# SUPPLIED ENTRIES start

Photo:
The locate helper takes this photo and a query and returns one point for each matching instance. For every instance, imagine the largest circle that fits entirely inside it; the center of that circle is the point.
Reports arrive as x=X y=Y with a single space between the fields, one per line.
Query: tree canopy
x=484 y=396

# SUPPLIED ENTRIES end

_WHAT YOU SHOULD DO_
Copy out the rows above with every "circle" swapped for "disk" and nothing else changed.

_FINAL RESULT_
Photo:
The locate helper takes this photo and a query and returns one point for each matching instance. For every instance, imagine the largest disk that fits entirely inside it; the center of that disk is the point.
Reports arrive as x=X y=Y with a single space between the fields, one per line.
Query: tree canopy
x=484 y=396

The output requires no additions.